--- Records supplied ---
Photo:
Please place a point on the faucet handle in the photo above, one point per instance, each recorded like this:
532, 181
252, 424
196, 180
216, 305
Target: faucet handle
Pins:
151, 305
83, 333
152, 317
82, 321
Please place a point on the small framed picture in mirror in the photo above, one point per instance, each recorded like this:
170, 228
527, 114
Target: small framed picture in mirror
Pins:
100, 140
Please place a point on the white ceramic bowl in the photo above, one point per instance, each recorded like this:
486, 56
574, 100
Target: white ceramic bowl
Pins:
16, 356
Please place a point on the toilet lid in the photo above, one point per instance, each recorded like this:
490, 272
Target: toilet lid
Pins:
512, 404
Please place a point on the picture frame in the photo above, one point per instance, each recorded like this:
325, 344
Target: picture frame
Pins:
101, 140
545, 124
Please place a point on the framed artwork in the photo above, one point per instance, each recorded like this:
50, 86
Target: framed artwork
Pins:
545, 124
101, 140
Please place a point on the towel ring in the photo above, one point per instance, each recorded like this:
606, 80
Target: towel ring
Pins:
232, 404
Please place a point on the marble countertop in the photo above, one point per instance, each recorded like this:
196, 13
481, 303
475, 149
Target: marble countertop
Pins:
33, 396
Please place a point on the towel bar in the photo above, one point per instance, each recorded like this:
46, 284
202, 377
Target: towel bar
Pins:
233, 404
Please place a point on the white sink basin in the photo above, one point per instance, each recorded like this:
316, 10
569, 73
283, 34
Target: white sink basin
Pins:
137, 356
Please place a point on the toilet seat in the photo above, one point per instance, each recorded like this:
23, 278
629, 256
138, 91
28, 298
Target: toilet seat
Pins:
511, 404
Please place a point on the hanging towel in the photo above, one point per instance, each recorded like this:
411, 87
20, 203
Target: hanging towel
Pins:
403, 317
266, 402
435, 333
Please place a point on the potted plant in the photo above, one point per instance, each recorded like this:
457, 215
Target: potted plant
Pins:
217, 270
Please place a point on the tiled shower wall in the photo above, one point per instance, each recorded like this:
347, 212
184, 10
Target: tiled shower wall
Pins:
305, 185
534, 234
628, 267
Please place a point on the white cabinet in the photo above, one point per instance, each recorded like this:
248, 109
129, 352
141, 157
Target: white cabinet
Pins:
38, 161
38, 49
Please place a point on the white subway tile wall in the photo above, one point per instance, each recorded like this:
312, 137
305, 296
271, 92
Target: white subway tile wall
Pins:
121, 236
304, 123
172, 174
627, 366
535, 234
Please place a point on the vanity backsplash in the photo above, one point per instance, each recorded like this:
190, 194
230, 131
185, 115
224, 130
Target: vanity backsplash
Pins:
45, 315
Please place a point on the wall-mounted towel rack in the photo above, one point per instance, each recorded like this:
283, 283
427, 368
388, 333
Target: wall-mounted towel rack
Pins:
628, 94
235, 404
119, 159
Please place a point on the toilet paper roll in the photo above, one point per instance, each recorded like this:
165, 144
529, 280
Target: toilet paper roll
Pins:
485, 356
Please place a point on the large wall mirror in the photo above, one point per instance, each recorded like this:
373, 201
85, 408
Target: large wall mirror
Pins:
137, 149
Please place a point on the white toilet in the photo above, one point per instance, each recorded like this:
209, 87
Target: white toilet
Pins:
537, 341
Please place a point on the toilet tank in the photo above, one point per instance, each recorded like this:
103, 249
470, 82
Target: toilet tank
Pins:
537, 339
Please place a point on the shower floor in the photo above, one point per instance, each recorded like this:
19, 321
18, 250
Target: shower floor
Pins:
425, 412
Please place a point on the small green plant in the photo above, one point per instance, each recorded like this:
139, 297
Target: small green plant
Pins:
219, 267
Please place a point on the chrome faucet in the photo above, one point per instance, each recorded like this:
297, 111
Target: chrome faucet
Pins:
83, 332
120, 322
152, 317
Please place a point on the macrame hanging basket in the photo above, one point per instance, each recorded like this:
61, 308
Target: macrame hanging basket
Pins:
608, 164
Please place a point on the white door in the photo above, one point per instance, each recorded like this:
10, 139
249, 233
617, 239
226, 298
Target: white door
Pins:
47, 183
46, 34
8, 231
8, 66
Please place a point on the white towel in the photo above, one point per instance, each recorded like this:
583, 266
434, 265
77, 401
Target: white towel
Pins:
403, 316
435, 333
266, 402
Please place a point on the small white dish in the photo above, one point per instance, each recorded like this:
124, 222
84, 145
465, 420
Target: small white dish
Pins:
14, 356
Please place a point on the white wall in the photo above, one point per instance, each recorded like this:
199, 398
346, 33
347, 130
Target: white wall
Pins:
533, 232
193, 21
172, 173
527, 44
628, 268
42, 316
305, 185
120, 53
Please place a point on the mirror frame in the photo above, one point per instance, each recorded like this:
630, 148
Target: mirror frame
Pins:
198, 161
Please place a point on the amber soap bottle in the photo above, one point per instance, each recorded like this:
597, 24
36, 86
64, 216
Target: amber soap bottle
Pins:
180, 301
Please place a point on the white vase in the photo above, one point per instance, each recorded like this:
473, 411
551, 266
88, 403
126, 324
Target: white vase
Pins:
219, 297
---
### [The problem]
After identifying the lines above that contain "soap", copy each one.

### [Result]
Please place a point on the amber soap bottle in the photo above, one point per instance, each recorded like this:
Target: amber soap bottle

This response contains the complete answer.